Credit Card Ugh
June 17, 2008 4:20 PM   Subscribe

How to get a new credit card with a high limit to transfer a bunch of smaller balances to when your FICO score looks more like your bowling score?

Well, not quite as bad as a bowling score. I have a handful of cards, adding up to about $5000 total in balances, with no single balance more than $1500. I'd like to get a new card to transfer all these balances to, with ideally a lower rate (below 20% would be nice :( ), so I can stop trying to keep track of all these payments dates, simplify my money management a little, set up automatic payments, and forget about it.

I've made a few months of late payments on everything due to everything being a little crazy because of my wife's health, so my credit rating has taken a real dive.

Personal experiences, ideas?

Required task 1
Output the part of the credit card post between "Well, not quite" and "Personal experiences, ideas?", inclusive, copying it word for word.

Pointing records
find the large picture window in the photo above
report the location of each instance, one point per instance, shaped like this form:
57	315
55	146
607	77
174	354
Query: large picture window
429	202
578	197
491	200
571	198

Required task 2
Please format the lines of the pointing rows above as a JSON list of strings, one string per line, with blank lines omitted.

Full output 1
Well, not quite as bad as a bowling score. I have a handful of cards, adding up to about $5000 total in balances, with no single balance more than $1500. I'd like to get a new card to transfer all these balances to, with ideally a lower rate (below 20% would be nice :( ), so I can stop trying to keep track of all these payments dates, simplify my money management a little, set up automatic payments, and forget about it.

I've made a few months of late payments on everything due to everything being a little crazy because of my wife's health, so my credit rating has taken a real dive.

Personal experiences, ideas?

Full output 2
[
  "find the large picture window in the photo above",
  "report the location of each instance, one point per instance, shaped like this form:",
  "57\t315",
  "55\t146",
  "607\t77",
  "174\t354",
  "Query: large picture window",
  "429\t202",
  "578\t197",
  "491\t200",
  "571\t198"
]